[Opening MATERIAL SUPPLIED section]

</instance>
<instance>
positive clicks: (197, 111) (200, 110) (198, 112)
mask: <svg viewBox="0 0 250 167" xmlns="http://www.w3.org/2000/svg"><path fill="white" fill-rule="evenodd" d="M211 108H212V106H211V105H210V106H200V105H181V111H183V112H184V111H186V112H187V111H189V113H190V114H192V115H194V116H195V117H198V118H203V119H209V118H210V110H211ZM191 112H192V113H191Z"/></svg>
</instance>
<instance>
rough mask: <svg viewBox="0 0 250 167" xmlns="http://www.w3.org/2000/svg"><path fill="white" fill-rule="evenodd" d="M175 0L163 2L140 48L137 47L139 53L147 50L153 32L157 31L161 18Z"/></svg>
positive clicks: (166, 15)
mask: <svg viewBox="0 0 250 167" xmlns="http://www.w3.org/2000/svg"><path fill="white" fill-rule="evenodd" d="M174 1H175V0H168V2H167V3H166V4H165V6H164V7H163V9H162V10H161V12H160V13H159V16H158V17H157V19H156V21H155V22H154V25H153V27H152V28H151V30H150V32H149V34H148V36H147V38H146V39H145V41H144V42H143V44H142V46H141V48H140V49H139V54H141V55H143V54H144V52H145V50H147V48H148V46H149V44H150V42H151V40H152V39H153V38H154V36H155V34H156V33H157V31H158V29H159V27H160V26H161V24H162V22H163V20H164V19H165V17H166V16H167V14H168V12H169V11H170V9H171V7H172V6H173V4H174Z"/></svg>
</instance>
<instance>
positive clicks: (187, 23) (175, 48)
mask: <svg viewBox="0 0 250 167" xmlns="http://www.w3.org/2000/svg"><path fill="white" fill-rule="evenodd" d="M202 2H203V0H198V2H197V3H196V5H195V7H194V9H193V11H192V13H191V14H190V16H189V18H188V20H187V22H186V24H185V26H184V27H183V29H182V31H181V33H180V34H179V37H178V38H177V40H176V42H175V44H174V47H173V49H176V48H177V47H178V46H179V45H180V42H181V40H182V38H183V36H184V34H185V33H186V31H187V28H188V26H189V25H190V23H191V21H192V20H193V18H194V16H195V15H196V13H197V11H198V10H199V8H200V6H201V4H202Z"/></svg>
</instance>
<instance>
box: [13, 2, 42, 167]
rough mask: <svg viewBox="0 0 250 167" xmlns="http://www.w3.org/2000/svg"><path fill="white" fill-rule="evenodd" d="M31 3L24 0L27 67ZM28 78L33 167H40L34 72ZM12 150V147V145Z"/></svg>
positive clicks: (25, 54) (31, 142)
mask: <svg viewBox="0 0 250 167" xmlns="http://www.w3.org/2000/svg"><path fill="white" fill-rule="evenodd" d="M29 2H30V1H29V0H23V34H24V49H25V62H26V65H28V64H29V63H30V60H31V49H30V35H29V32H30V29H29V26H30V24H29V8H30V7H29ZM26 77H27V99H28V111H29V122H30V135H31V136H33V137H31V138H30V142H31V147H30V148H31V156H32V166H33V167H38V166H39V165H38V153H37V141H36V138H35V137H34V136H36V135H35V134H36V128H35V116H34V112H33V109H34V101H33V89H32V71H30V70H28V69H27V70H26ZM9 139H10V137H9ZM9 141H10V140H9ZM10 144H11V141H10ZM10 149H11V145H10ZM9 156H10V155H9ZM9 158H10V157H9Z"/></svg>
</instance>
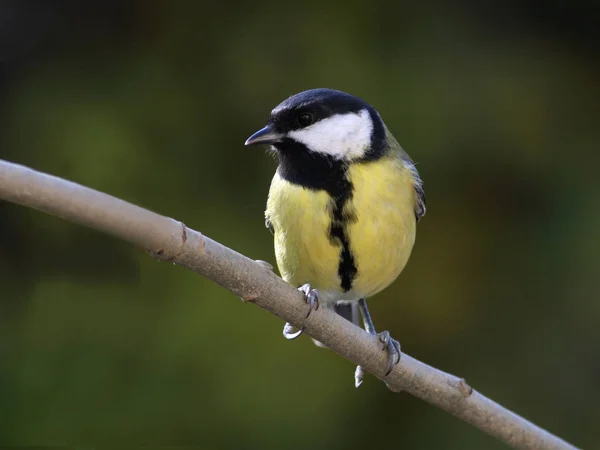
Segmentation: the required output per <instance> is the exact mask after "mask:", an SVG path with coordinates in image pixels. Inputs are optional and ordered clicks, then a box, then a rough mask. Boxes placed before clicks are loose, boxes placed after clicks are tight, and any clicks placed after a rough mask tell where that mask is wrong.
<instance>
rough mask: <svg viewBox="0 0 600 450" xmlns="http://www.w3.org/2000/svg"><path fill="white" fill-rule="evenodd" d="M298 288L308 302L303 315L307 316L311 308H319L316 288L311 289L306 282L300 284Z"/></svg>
mask: <svg viewBox="0 0 600 450" xmlns="http://www.w3.org/2000/svg"><path fill="white" fill-rule="evenodd" d="M298 290H299V291H300V292H302V293H303V294H304V299H305V301H306V303H307V304H308V312H307V313H306V317H305V318H307V317H308V316H310V313H311V312H313V310H314V311H316V310H317V309H319V293H318V292H317V290H316V289H312V288H311V287H310V284H308V283H306V284H303V285H302V286H300V287H299V288H298Z"/></svg>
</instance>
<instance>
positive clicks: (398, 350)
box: [357, 331, 401, 377]
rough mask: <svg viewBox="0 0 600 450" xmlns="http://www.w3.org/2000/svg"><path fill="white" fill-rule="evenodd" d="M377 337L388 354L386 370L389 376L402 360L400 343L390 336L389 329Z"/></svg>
mask: <svg viewBox="0 0 600 450" xmlns="http://www.w3.org/2000/svg"><path fill="white" fill-rule="evenodd" d="M377 337H378V338H379V342H380V343H381V349H382V350H384V351H385V352H387V354H388V365H387V369H386V371H385V376H386V377H387V376H388V375H389V374H390V373H391V372H392V369H393V368H394V366H395V365H396V364H398V363H399V362H400V355H401V351H400V343H399V342H398V341H397V340H395V339H393V338H392V337H391V336H390V332H389V331H382V332H381V333H379V334H378V335H377ZM357 370H358V369H357Z"/></svg>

[Closing MATERIAL SUPPLIED section]

_WHAT TO PRODUCE_
Your answer must be the lines above from the one containing "box: [13, 2, 42, 167]" to the one containing "3L24 0L27 67ZM28", both included, restated word for word.

_RESPONSE FOR THIS EXERCISE_
box: [13, 2, 42, 167]
rough mask: <svg viewBox="0 0 250 167" xmlns="http://www.w3.org/2000/svg"><path fill="white" fill-rule="evenodd" d="M31 3L24 0L27 67ZM28 78L33 167H40L34 72ZM12 150V147V145Z"/></svg>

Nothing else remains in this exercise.